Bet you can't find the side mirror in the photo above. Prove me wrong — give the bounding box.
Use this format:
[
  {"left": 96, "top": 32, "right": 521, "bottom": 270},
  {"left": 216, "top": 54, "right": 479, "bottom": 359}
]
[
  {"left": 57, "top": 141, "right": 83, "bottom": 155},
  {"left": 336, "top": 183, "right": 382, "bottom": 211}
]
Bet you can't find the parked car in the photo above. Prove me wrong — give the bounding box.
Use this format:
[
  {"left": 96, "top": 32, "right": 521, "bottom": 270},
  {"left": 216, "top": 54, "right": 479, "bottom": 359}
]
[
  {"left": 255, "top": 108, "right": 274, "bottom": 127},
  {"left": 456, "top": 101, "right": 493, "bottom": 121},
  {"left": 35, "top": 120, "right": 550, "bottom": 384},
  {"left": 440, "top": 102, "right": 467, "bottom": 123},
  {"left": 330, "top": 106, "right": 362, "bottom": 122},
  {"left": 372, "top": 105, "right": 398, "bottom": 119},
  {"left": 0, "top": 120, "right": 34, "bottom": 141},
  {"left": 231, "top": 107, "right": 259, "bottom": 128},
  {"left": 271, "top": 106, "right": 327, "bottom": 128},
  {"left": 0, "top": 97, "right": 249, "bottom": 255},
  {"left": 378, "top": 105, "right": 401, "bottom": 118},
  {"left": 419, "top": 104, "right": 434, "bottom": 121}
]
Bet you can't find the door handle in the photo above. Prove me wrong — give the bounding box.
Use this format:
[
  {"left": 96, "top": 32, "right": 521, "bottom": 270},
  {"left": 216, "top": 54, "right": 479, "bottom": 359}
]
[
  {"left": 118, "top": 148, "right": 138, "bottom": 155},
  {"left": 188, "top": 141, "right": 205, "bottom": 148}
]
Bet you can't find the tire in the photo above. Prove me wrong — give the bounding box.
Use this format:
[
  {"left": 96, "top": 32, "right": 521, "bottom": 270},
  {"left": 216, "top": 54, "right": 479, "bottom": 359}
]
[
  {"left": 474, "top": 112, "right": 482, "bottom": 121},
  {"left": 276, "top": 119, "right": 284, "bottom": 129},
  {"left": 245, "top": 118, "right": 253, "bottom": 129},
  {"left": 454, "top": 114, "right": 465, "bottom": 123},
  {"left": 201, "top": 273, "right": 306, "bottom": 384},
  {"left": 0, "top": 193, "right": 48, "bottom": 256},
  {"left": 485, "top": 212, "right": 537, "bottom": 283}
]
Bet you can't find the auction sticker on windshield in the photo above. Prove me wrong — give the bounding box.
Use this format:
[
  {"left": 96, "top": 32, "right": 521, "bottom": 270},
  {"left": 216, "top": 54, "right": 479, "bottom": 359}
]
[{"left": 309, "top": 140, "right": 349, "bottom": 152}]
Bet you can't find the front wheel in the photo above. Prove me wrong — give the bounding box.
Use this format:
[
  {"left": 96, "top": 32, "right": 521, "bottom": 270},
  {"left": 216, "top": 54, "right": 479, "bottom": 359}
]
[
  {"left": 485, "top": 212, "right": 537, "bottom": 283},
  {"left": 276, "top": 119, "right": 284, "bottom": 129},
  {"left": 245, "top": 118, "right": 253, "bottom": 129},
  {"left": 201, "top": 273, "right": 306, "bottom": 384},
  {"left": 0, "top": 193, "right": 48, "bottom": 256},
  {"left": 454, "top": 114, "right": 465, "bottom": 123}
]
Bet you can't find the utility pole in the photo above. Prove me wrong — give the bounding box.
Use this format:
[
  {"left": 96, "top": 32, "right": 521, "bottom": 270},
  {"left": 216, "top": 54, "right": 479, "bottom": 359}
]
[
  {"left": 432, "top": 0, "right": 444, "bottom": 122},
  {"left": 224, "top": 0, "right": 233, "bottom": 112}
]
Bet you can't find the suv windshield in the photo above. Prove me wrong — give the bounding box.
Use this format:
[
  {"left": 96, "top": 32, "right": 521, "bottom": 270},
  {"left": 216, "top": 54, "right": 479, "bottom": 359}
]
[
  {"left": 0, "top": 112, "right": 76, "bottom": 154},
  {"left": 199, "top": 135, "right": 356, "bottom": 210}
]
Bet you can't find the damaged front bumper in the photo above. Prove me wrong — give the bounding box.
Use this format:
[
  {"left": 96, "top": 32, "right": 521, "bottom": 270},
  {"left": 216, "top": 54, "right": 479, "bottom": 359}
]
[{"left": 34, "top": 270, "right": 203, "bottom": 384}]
•••••
== ACTIVITY ==
Retype every record without alteration.

== PROBLEM SOLUTION ==
Bet you can't find the side mirror in the photo above. Prove me wrong — give the bounding box.
Use this format:
[
  {"left": 96, "top": 32, "right": 521, "bottom": 270},
  {"left": 216, "top": 54, "right": 479, "bottom": 359}
]
[
  {"left": 57, "top": 141, "right": 83, "bottom": 155},
  {"left": 336, "top": 183, "right": 382, "bottom": 211}
]
Bet you can't find the parked car in the photo above. Prove me wrong — give the bounding box.
Use this format:
[
  {"left": 96, "top": 32, "right": 521, "bottom": 270},
  {"left": 216, "top": 54, "right": 479, "bottom": 359}
]
[
  {"left": 255, "top": 108, "right": 274, "bottom": 127},
  {"left": 456, "top": 101, "right": 493, "bottom": 121},
  {"left": 35, "top": 120, "right": 550, "bottom": 384},
  {"left": 440, "top": 102, "right": 467, "bottom": 123},
  {"left": 330, "top": 106, "right": 362, "bottom": 122},
  {"left": 372, "top": 105, "right": 398, "bottom": 119},
  {"left": 0, "top": 120, "right": 34, "bottom": 141},
  {"left": 231, "top": 107, "right": 259, "bottom": 128},
  {"left": 271, "top": 106, "right": 327, "bottom": 128},
  {"left": 0, "top": 97, "right": 249, "bottom": 255},
  {"left": 378, "top": 105, "right": 401, "bottom": 118},
  {"left": 419, "top": 104, "right": 434, "bottom": 121}
]
Bet you can't find the door handle in the photo above. Prove me wrong — give the bounding box.
Use this format:
[
  {"left": 96, "top": 32, "right": 521, "bottom": 270},
  {"left": 216, "top": 54, "right": 479, "bottom": 359}
]
[
  {"left": 118, "top": 148, "right": 138, "bottom": 155},
  {"left": 188, "top": 141, "right": 205, "bottom": 148}
]
Bet you can't find the tire in the photo above. Prove me wrong — give the bounding box.
Use this format:
[
  {"left": 96, "top": 32, "right": 521, "bottom": 270},
  {"left": 216, "top": 54, "right": 479, "bottom": 359}
]
[
  {"left": 474, "top": 112, "right": 482, "bottom": 121},
  {"left": 276, "top": 119, "right": 284, "bottom": 129},
  {"left": 245, "top": 118, "right": 253, "bottom": 129},
  {"left": 454, "top": 114, "right": 465, "bottom": 123},
  {"left": 201, "top": 273, "right": 306, "bottom": 384},
  {"left": 0, "top": 193, "right": 48, "bottom": 256},
  {"left": 485, "top": 212, "right": 537, "bottom": 283}
]
Bet you can't find the auction sticker on windshield in the photo above. Prove me wrong — give the bounding box.
Use this format:
[
  {"left": 96, "top": 32, "right": 521, "bottom": 270},
  {"left": 216, "top": 54, "right": 479, "bottom": 359}
]
[{"left": 309, "top": 140, "right": 349, "bottom": 152}]
Bet you can't find the front wheel in the photo above. Prove me wrong — give the bounding box.
Use this format:
[
  {"left": 96, "top": 32, "right": 521, "bottom": 270},
  {"left": 216, "top": 54, "right": 479, "bottom": 359}
]
[
  {"left": 485, "top": 212, "right": 537, "bottom": 283},
  {"left": 276, "top": 119, "right": 284, "bottom": 129},
  {"left": 245, "top": 118, "right": 253, "bottom": 129},
  {"left": 201, "top": 273, "right": 306, "bottom": 384},
  {"left": 0, "top": 193, "right": 48, "bottom": 256},
  {"left": 454, "top": 114, "right": 465, "bottom": 123}
]
Bet you can't find the utility pole in the photo above. Prove me wrong — give the bounding box.
Use this format:
[
  {"left": 96, "top": 32, "right": 521, "bottom": 270},
  {"left": 216, "top": 54, "right": 479, "bottom": 359}
]
[
  {"left": 432, "top": 0, "right": 444, "bottom": 122},
  {"left": 224, "top": 0, "right": 233, "bottom": 112}
]
Bet you can't find the suv windshield in the photo above. Prove me wrong — give the bounding box.
Use this format:
[
  {"left": 96, "top": 32, "right": 521, "bottom": 270},
  {"left": 216, "top": 54, "right": 479, "bottom": 359}
]
[
  {"left": 0, "top": 112, "right": 76, "bottom": 154},
  {"left": 199, "top": 135, "right": 356, "bottom": 210}
]
Bet you can't find the damaged front bumper in the photo above. Prove me wrong — give the bounding box.
Use this format:
[
  {"left": 96, "top": 32, "right": 521, "bottom": 270},
  {"left": 216, "top": 54, "right": 479, "bottom": 359}
]
[{"left": 34, "top": 270, "right": 203, "bottom": 384}]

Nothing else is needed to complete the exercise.